THE EXERCISE ▸
Count the lines below that contain the string "roller". Reply with the number alone.

++++ WORKING DATA

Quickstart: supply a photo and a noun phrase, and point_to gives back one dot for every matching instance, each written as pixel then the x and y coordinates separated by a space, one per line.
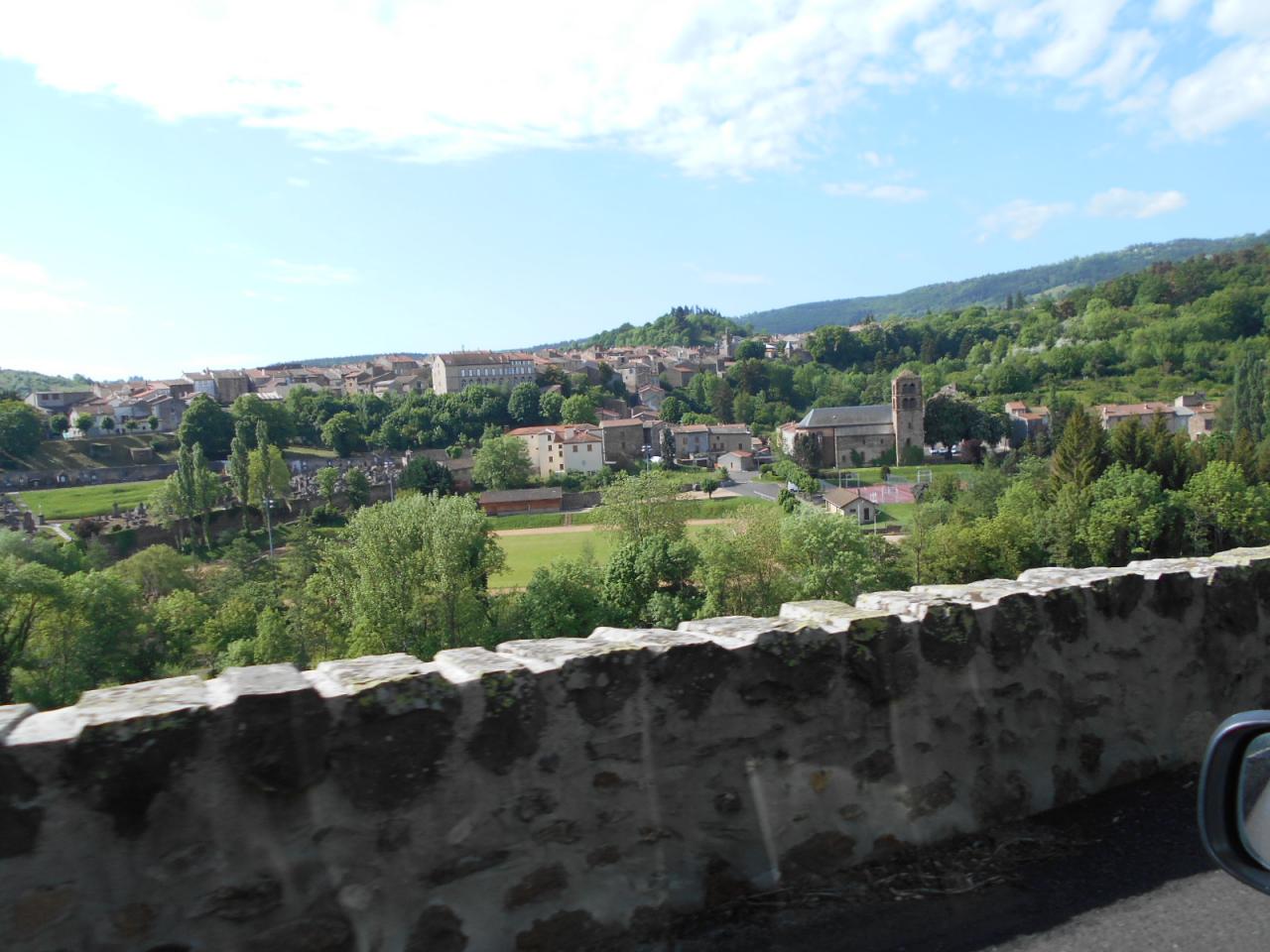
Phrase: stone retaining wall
pixel 568 792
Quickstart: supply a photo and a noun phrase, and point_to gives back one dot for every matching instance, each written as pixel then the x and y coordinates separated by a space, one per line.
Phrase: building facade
pixel 559 449
pixel 849 435
pixel 452 373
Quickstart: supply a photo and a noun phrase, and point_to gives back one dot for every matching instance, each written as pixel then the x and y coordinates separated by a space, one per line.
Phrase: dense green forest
pixel 992 290
pixel 72 616
pixel 23 382
pixel 684 326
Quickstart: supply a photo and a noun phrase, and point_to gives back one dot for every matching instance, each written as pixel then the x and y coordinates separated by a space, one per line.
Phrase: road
pixel 1120 873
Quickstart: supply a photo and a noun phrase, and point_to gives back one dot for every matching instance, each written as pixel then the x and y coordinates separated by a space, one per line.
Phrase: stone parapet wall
pixel 566 792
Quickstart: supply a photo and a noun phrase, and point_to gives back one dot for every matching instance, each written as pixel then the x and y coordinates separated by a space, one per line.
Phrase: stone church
pixel 869 430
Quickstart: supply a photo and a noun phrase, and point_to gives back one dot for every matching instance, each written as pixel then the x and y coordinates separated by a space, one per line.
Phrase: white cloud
pixel 1173 10
pixel 733 278
pixel 940 49
pixel 1123 203
pixel 1230 87
pixel 1021 218
pixel 314 275
pixel 710 85
pixel 28 291
pixel 1132 55
pixel 876 160
pixel 1241 18
pixel 881 193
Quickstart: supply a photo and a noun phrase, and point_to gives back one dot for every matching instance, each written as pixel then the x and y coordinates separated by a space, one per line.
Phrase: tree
pixel 268 476
pixel 1223 511
pixel 643 569
pixel 828 556
pixel 414 571
pixel 550 405
pixel 250 412
pixel 240 470
pixel 578 409
pixel 1129 444
pixel 1128 518
pixel 740 567
pixel 502 462
pixel 425 475
pixel 327 480
pixel 357 488
pixel 27 590
pixel 343 433
pixel 21 429
pixel 157 571
pixel 1080 451
pixel 672 409
pixel 949 419
pixel 207 424
pixel 643 504
pixel 59 424
pixel 525 405
pixel 561 599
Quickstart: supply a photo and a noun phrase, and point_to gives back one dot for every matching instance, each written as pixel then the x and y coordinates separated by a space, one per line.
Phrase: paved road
pixel 1128 875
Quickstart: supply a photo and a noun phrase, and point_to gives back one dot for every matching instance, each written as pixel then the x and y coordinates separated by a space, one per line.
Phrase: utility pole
pixel 268 524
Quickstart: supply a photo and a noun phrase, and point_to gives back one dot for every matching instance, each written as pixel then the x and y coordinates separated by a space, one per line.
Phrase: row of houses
pixel 581 448
pixel 1193 414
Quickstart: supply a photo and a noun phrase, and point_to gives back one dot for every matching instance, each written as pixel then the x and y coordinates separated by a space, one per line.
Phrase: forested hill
pixel 686 326
pixel 993 289
pixel 27 381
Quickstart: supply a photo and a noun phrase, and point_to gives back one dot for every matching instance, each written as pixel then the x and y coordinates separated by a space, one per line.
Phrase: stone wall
pixel 561 793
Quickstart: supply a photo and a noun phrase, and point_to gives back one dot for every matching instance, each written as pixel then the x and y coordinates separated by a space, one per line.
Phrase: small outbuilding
pixel 849 503
pixel 522 500
pixel 737 461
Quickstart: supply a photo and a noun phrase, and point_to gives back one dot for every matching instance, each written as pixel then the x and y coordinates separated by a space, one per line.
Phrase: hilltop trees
pixel 414 574
pixel 21 429
pixel 502 462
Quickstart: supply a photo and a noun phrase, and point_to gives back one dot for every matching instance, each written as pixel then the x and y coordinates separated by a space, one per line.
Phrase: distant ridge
pixel 335 361
pixel 993 289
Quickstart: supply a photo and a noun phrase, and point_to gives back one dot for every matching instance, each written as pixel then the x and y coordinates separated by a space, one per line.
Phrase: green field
pixel 75 502
pixel 98 451
pixel 527 552
pixel 871 475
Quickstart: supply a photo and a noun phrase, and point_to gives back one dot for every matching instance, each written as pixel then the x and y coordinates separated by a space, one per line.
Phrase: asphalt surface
pixel 1123 873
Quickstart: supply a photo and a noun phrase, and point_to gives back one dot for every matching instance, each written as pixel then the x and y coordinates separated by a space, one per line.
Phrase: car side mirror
pixel 1234 798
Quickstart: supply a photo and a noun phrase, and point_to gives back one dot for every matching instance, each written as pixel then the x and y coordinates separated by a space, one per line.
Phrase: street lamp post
pixel 268 522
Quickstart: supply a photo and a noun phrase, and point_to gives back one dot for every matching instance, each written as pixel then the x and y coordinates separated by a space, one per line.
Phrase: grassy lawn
pixel 299 452
pixel 114 451
pixel 73 502
pixel 871 475
pixel 527 552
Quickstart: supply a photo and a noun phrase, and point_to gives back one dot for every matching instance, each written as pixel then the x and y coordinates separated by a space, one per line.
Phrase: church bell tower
pixel 906 413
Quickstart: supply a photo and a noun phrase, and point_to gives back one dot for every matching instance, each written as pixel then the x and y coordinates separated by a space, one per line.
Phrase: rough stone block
pixel 12 715
pixel 277 726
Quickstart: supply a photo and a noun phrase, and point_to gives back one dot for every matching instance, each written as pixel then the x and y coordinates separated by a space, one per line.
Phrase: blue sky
pixel 236 181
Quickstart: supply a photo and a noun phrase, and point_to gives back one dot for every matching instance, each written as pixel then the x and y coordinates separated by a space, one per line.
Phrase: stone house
pixel 557 449
pixel 869 430
pixel 851 504
pixel 522 500
pixel 452 373
pixel 737 461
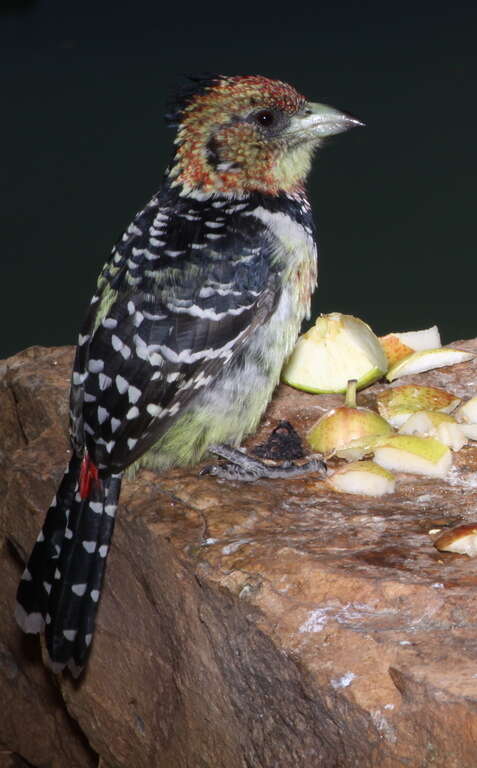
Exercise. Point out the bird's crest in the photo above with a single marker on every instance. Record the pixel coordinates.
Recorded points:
(185, 93)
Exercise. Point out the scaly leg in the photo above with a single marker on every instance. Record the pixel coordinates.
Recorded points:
(248, 468)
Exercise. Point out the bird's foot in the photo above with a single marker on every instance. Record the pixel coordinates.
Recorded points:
(240, 466)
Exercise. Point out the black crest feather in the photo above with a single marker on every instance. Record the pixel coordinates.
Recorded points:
(194, 85)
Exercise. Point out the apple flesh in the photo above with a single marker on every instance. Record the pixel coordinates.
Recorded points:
(338, 348)
(363, 477)
(429, 338)
(467, 413)
(417, 455)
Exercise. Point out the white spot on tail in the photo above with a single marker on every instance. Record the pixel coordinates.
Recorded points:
(79, 589)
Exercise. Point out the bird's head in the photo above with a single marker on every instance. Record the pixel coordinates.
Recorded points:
(248, 133)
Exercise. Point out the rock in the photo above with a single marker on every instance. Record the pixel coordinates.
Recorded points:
(267, 625)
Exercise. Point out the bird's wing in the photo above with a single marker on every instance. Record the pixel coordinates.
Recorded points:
(148, 348)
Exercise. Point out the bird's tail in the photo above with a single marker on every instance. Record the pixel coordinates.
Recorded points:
(60, 587)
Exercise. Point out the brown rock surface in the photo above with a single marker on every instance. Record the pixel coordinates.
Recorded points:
(273, 624)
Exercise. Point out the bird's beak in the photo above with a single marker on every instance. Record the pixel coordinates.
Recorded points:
(319, 120)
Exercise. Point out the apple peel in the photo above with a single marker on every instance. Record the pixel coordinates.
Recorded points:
(419, 362)
(462, 540)
(416, 455)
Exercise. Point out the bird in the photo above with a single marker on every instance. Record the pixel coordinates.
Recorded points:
(194, 314)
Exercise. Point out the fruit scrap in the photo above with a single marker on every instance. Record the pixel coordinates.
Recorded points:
(398, 403)
(364, 477)
(462, 539)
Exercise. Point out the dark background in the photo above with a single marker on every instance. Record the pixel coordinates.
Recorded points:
(84, 146)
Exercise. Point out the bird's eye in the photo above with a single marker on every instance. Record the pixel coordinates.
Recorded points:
(265, 117)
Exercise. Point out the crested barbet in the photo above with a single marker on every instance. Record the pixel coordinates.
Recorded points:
(194, 314)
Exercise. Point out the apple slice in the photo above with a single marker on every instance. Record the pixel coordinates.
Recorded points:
(425, 361)
(469, 430)
(462, 539)
(394, 349)
(339, 426)
(338, 348)
(439, 425)
(399, 345)
(362, 446)
(468, 411)
(418, 455)
(396, 404)
(364, 477)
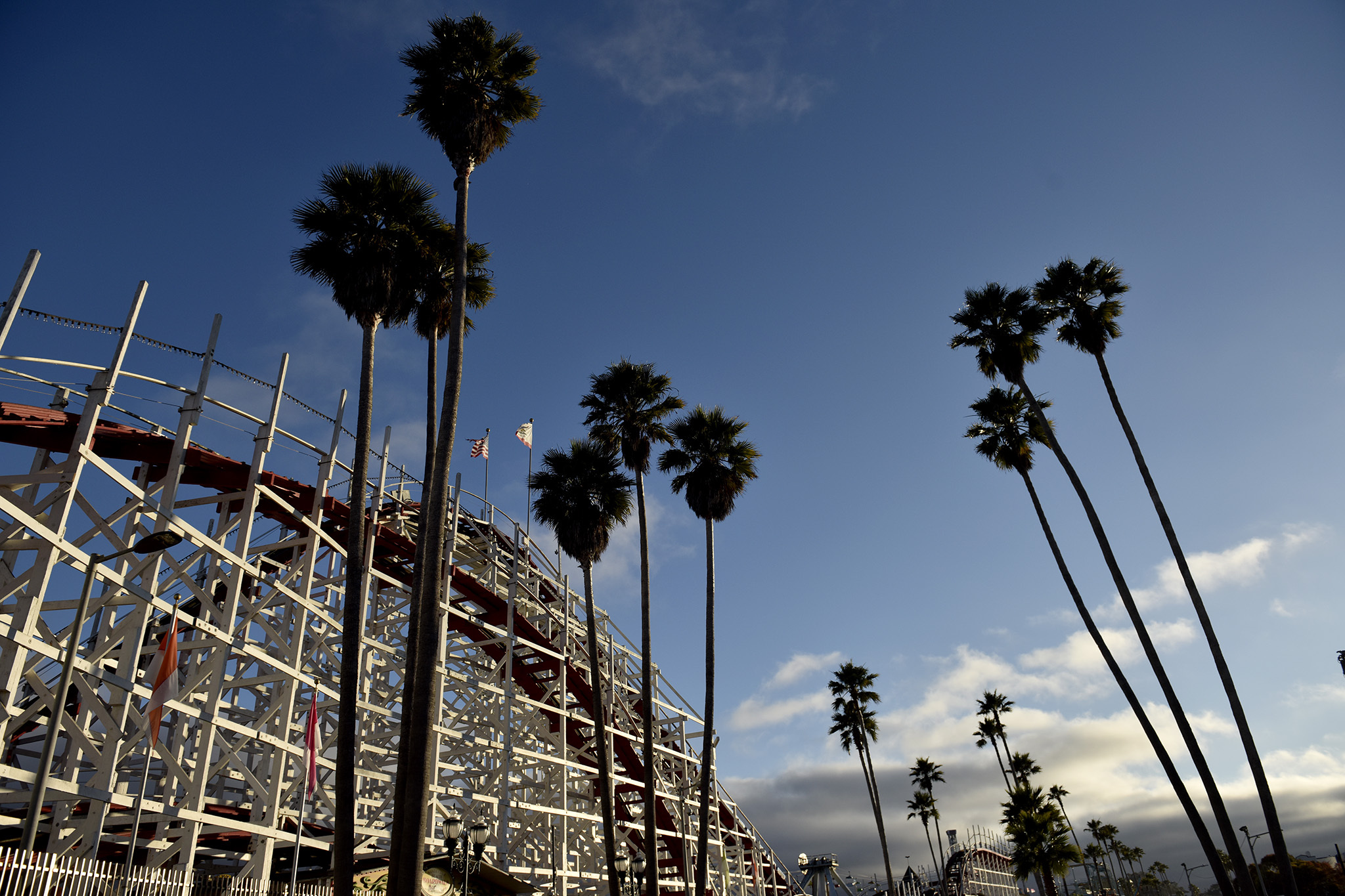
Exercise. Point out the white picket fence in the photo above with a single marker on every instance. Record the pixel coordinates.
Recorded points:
(23, 874)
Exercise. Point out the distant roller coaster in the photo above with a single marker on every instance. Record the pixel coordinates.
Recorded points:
(259, 587)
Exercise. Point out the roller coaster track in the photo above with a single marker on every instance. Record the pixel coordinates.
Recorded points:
(259, 586)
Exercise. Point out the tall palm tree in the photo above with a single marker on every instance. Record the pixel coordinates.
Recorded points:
(1005, 328)
(1005, 433)
(468, 93)
(1040, 845)
(988, 733)
(366, 233)
(925, 775)
(852, 717)
(1024, 767)
(713, 468)
(583, 496)
(431, 322)
(626, 408)
(1087, 301)
(1059, 794)
(921, 806)
(996, 706)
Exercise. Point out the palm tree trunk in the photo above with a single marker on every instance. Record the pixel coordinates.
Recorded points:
(1225, 826)
(1277, 834)
(994, 742)
(877, 809)
(412, 628)
(651, 843)
(433, 519)
(934, 857)
(604, 775)
(1165, 759)
(703, 836)
(353, 629)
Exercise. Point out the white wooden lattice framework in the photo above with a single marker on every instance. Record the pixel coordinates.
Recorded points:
(259, 586)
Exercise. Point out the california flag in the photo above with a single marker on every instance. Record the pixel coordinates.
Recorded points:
(163, 673)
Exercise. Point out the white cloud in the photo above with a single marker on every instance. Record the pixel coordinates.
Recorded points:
(703, 56)
(755, 714)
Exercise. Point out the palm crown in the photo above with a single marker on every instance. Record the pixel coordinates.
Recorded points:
(470, 89)
(1006, 429)
(1086, 300)
(581, 495)
(712, 465)
(433, 312)
(1003, 327)
(626, 408)
(368, 232)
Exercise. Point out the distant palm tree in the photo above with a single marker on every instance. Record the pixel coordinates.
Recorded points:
(852, 717)
(996, 706)
(468, 92)
(926, 774)
(1006, 431)
(1059, 794)
(921, 806)
(366, 233)
(1087, 301)
(713, 468)
(1024, 767)
(988, 733)
(626, 408)
(1005, 328)
(583, 496)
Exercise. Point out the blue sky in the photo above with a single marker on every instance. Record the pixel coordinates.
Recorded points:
(780, 206)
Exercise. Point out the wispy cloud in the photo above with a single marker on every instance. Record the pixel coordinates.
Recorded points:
(699, 56)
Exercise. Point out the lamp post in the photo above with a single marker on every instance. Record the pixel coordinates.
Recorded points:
(1251, 845)
(474, 837)
(148, 544)
(1188, 875)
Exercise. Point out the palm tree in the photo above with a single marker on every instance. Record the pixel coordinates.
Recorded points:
(921, 805)
(1023, 767)
(1042, 847)
(468, 95)
(996, 706)
(583, 496)
(1059, 794)
(366, 233)
(988, 733)
(852, 691)
(713, 468)
(626, 409)
(1005, 328)
(1006, 433)
(1087, 301)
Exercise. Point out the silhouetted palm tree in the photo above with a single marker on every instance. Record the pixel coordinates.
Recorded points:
(468, 95)
(988, 733)
(996, 706)
(1005, 327)
(626, 408)
(1005, 435)
(713, 468)
(1087, 301)
(583, 496)
(921, 806)
(852, 691)
(366, 234)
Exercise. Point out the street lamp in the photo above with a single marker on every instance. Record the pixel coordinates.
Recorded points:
(1188, 875)
(1251, 845)
(148, 544)
(460, 840)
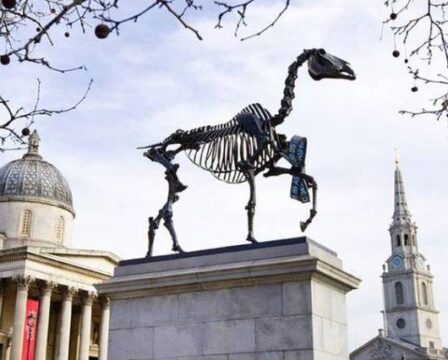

++++++++

FINAL RESULT ▸
2